++++ Text provided ++++

By Richard Chambers | December 4, 2013
I started this year with a blog post detailing what I thought auditors should be focused on in 2013. As the year draws to a close, I wanted to focus on the year ahead — the outlook for internal auditing and what’s on the radar for chief audit executives (CAEs), as measured by the Audit Executive Center’s recent North American Pulse of the Profession report, “Defining Our Role in a Changing Landscape” (PDF). While I recognize that this survey is somewhat North America-centric, my recent global travels lead me to believe that many of these trends will be observed around the world.
The most encouraging 2013 survey results centered on internal audit resources. Expectations for budget and staffing levels are at pre-recession levels, with 90 percent of CAEs saying they expect their budgets to hold steady or increase in 2014. Additionally, 97 percent expect staffing to remain the same or increase.
While the outlook for resources is good, I am concerned that there is an emerging misalignment in the allocation of those resources. As I have commented often in this blog, internal audit should follow the risks. While strategic business risks rank near the top of executive and audit committee concerns, CAEs reported that such risks account for only 4 percent of audit plan coverage overall, and 57 percent of CAEs surveyed said they’ve made no provision for strategic business risks in their 2014 audit plan.
I agree with Dick Anderson’s assessment, published in the report. Anderson, a clinical professor at DePaul University and a former colleague of mine from PricewaterhouseCoopers’ internal audit services, attributes the misalignment to a “bottom-up” risk assessment, which tends to underweight “top-down” concerns.
History suggests that this misalignment will correct itself. Compliance risk, for example, was an underweighted category in the past. However, it will be getting its due in 2014 — thanks in large part to the updated COSO Internal Control–Integrated Framework and the U.S. Affordable Care Act. (I’ll examine this topic in more depth in an upcoming post.) But as I have said before, today’s legislative headlines are tomorrow’s compliance risks.

++++ Dataset ++++

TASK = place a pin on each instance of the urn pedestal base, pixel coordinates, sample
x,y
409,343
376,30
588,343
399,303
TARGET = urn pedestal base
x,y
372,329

++++

* _Activity 1_
Quote the blog post on the internal audit outlook word for word, starting at "The most encouraging" and ending at "same or increase.".
* _Activity 2_
List every percentage figure reported in the blog post on the internal audit outlook.
* _Activity 3_
Proceed with the blog post on the internal audit outlook from the point where it stops.
The listing plays no part in this work.

* _Answer area 1_
The most encouraging 2013 survey results centered on internal audit resources. Expectations for budget and staffing levels are at pre-recession levels, with 90 percent of CAEs saying they expect their budgets to hold steady or increase in 2014. Additionally, 97 percent expect staffing to remain the same or increase.

* _Answer area 2_
- 90 percent of CAEs expect their budgets to hold steady or increase in 2014
- 97 percent expect staffing to remain the same or increase
- 4 percent of audit plan coverage overall is accounted for by strategic business risks
- 57 percent of CAEs surveyed have made no provision for strategic business risks in their 2014 audit plan

* _Answer area 3_
The survey also revalidated the trend we have been observing since 2009 of internal audit’s focus shifting away from financial risks. In fact, the projected coverage for financial risks is down to only 22 percent of internal audit plans. Instead, coverage of operational risks (27 percent), compliance risks (15 percent), and information technology (11 percent) has collectively comprised a majority of internal audit plans. As I have observed on numerous occasions, this pronounced shift in coverage has mirrored the evolving risk profile of many companies.
Before we become too attached to the picture the survey paints for next year, however, we should remember that internal audit’s resource levels and focus are always subject to unforeseen or emerging risks. Should there be a major economic crisis, regulatory initiative, or catastrophe in a major industry or sector, the outlook could change swiftly and dramatically.
If you haven’t had a chance to review the latest Pulse of the Profession, I would encourage you to do so. Those of you who have seen it, what are your impressions? What’s on your mind for 2014? And what can we do to better align audit resources with top-down risk concerns?